# [EXERCISE BRIEF]
Reproduce all records exactly.

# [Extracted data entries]
========

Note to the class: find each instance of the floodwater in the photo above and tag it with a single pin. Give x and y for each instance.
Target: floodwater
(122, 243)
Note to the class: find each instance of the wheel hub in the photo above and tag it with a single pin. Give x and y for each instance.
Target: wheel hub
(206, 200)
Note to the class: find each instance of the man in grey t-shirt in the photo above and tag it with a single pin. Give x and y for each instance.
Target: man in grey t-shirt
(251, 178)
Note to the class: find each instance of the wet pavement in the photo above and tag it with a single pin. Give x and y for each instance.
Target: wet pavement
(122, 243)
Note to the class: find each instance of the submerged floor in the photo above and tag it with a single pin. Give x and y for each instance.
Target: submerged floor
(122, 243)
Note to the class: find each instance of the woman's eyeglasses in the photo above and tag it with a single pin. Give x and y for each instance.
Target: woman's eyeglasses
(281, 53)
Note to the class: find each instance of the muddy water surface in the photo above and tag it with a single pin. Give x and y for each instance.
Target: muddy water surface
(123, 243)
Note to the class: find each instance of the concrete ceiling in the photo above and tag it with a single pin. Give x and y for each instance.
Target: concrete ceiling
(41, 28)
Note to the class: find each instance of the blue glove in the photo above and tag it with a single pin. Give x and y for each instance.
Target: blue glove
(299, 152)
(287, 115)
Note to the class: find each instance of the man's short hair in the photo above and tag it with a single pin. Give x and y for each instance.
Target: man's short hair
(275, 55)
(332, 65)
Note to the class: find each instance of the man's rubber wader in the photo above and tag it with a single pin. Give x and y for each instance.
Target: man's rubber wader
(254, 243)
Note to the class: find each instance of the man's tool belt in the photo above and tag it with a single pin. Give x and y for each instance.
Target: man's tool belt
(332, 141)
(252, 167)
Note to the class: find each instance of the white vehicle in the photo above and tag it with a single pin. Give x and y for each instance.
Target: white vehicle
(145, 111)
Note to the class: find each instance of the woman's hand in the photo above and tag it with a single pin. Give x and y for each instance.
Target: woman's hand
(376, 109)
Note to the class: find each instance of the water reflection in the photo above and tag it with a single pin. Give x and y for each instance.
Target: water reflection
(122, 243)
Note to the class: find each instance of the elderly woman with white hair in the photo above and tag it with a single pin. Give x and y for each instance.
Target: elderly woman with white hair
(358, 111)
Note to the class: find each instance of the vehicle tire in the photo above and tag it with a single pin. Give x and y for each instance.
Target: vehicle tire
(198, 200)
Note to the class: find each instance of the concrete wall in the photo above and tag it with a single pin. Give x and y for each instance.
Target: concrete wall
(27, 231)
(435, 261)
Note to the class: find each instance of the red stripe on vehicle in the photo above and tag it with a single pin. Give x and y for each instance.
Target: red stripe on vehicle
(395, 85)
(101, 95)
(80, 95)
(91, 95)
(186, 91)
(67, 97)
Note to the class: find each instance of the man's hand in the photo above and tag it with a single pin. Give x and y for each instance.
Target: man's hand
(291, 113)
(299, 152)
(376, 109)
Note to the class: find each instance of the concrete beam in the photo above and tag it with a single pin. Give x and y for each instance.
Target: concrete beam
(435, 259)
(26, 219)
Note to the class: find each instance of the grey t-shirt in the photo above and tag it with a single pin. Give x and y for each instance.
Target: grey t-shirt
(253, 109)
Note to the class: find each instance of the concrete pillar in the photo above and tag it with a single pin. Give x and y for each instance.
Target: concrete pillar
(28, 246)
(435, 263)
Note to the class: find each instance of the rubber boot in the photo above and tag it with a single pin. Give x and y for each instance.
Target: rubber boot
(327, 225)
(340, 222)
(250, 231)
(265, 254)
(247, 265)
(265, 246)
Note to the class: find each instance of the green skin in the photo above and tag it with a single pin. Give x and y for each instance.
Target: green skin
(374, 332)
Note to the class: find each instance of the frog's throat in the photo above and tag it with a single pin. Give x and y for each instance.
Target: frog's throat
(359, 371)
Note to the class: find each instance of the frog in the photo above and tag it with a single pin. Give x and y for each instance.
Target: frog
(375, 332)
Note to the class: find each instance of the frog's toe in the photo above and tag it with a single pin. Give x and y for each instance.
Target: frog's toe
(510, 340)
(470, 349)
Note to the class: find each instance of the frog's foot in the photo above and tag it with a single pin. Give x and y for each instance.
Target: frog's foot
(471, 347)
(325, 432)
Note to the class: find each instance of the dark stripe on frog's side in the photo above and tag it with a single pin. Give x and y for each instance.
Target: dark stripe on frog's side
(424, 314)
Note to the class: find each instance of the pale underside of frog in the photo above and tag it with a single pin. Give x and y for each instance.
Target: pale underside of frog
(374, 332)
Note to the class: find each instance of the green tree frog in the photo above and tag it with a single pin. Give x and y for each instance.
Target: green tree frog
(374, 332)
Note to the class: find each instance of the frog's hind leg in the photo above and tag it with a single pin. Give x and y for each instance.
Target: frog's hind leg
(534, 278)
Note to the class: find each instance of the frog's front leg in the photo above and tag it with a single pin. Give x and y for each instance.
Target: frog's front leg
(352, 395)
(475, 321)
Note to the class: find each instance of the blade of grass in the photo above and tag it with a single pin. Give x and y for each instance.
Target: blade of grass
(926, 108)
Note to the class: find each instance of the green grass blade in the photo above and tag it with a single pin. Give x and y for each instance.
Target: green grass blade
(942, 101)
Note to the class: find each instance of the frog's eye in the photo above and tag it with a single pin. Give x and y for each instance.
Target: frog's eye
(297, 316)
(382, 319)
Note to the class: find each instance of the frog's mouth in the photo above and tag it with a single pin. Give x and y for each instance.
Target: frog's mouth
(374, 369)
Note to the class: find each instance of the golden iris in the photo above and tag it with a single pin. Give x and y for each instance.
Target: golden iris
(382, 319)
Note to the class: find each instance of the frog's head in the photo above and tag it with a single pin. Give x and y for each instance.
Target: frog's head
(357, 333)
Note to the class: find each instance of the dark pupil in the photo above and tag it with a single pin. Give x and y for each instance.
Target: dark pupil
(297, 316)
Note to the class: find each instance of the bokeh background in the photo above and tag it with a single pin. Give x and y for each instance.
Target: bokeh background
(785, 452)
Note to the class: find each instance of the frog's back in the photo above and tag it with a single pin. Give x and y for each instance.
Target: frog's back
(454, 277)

========

# [FINISHED EXERCISE]
Note to the class: find each instance of the floodwater in the photo above and tag it with a single pin. Give x and y for each instance.
Target: floodwater
(122, 243)
Note to the class: find each instance of the wheel hub in the photo above and tag it with a single pin. Give x and y for each instance.
Target: wheel hub
(206, 200)
Note to the class: find each instance of the man in grey t-shirt in the photo above and tag it with a single pin. Give x and y for each instance.
Target: man in grey t-shirt
(251, 178)
Note to the class: find each instance of the wet pavement in the photo above and tag it with a single pin. Give x and y for each instance.
Target: wet pavement
(122, 243)
Note to the class: find each instance of the submerged floor in the photo above and tag it with a single pin. Give x and y for each instance.
Target: submerged floor
(122, 243)
Note to the class: find each instance of the woman's eyeglasses in the photo above and tag it with a single pin. Give x and y for each instance.
Target: woman's eyeglasses
(281, 53)
Note to the class: find each instance of the muddy water surface in the photo above and tag it with a single pin. Give x and y for each instance.
Target: muddy water surface
(123, 243)
Note to the class: find each instance of the concrete ceiling in the photo above and tag it with a single pin. Give x and y for each instance.
Target: concrete ceiling
(41, 28)
Note to the class: find each instance of the blue glove in the photo above and tag it with a single pin. Give x and y for each instance.
Target: blue glove
(299, 152)
(287, 115)
Note to the class: find each instance of the man's short hair in the photo above and tag it with a single pin. Give x and y for each instance.
Target: man's short hair
(275, 55)
(332, 65)
Note to the class: find each instance of the man's rubber wader in the photo above and tag it with a single pin. Give x and y for each instance.
Target: man's rubber wader
(254, 243)
Note to the class: find each instance of the man's tool belt in the photo above and tag it with a single pin. Give x and y for each instance.
Target: man's tool belt
(332, 141)
(252, 167)
Note to the class: find each instance of the white vehicle in the photo above and tag it with a single pin. Give x and y for each instance.
Target: white vehicle
(145, 111)
Note to the class: find each instance of the woman's hand in the photo above and tag it with a single pin. Give x and y for each instance.
Target: woman's hand
(376, 109)
Note to the class: find each instance of the water reflection in the photo above and tag it with a single pin. Give x and y for each instance.
Target: water reflection
(122, 243)
Note to the class: find each instance of the elderly woman with white hair in the photo above and tag it with a single pin. Give x and y for each instance.
Target: elderly woman with white hair
(358, 111)
Note to the class: find each instance of the vehicle tire in the photo above and tag it with a single pin. Give x and y for each instance.
Target: vehicle tire
(198, 200)
Note to the class: find each instance of the concrete wall in the photo above and tag it with a single pin. Give x and y for each instance.
Target: concrete wall
(27, 231)
(435, 261)
Note to the class: find each instance of the red stripe on vehicle in the photo above and tag it with a single pin. Give x and y for each instance.
Target: red stripe on vehicle
(395, 85)
(101, 95)
(80, 95)
(91, 95)
(186, 91)
(67, 97)
Note to the class: find each instance of the man's hand in the photo above and tag it with a single pin. Give x and y for each instance.
Target: man's hand
(291, 113)
(299, 152)
(376, 109)
Note to the class: find each instance of the concrete beam in the photo above and tag it with a single pin. Give x and y for each instance.
Target: concrete beam
(435, 259)
(26, 219)
Note to the class: find each instance of the grey t-shirt in the photo above and tag it with a single pin. Give x and y for each instance.
Target: grey t-shirt
(253, 109)
Note to the class: find each instance of the concrete pillar in the photo above and tag it with a single pin. Give x and y for each instance.
Target: concrete pillar
(28, 246)
(435, 263)
Note to the class: find each instance of the rubber boot in the photo above and tag it with a single pin. Give x and y for each instance.
Target: rubber boot
(327, 225)
(340, 222)
(250, 231)
(265, 254)
(247, 265)
(265, 246)
Note to the class: find each instance of the green skin in the photo above and tag it with a single pin. Give x and y for each instance.
Target: green skin
(374, 332)
Note to the class: find each instance of the frog's throat in the photo above and tag it with a single pin. Give x and y for each instance.
Target: frog's throat
(359, 371)
Note to the class: find each instance of the frog in the photo above and tag it with a single pin. Give x and y for each instance.
Target: frog
(375, 332)
Note to the class: find each instance of the frog's toe in the photo above and tag it with a single pin. Give x and y for each instance.
Target: frog's toe
(510, 340)
(470, 349)
Note to the class: find each instance of the frog's foot in the photo above and tag it with a single pin. Give x and y for each instance.
Target: frog's foot
(471, 347)
(325, 432)
Note to the class: find each instance of the dark stripe on frog's side in the photo above and tag it with a single pin. Give x and y for each instance.
Target: dark stripe on frog's side
(424, 314)
Note to the class: find each instance of the pale underside of frog in the photo above and tag it with a single pin. Give x and y for each instance.
Target: pale underside of frog
(374, 332)
Note to the class: find each instance of the green tree frog in the photo above and tag it with a single pin. Give x and y for each instance.
Target: green tree frog
(374, 332)
Note to the class: find each instance of the frog's hind leg in the photo above and tag it with a single pin. Give x and y for each instance.
Target: frog's hind leg
(534, 278)
Note to the class: find each instance of the frog's front leg in the photo above and tag it with a single pin. Give x and y for each instance.
Target: frog's front leg
(352, 395)
(475, 321)
Note to the class: find each instance of the blade of grass in the photo above and tag it with a single pin. Give x and y for each instance.
Target: blade of grass
(926, 108)
Note to the class: find each instance of the green grass blade in the photo above and tag it with a single pin. Give x and y for each instance.
Target: green grass blade
(942, 101)
Note to the class: find each instance of the frog's eye in the photo above and tag it with a single pin. Give x and y for each instance.
Target: frog's eye
(297, 316)
(382, 319)
Note to the class: find each instance of the frog's mouth in the photo above and tag it with a single pin. Give x and y for each instance.
Target: frog's mouth
(374, 369)
Note to the class: find each instance of the golden iris in the photo above and tag it with a single pin. Give x and y for each instance.
Target: golden iris
(382, 319)
Note to the class: find each instance of the frog's head in the photo above and tag it with a single pin. Give x and y for each instance.
Target: frog's head
(357, 333)
Note to the class: find each instance of the dark pupil in the photo above and tag it with a single pin. Give x and y for each instance.
Target: dark pupil
(297, 316)
Note to the class: find each instance of the bokeh background in the photo above and tag it with a single pin. Give x and y for each instance.
Target: bokeh background
(785, 452)
Note to the class: find each instance of the frog's back in the photo above and tag it with a single pin. Give x and y for each instance.
Target: frog's back
(454, 277)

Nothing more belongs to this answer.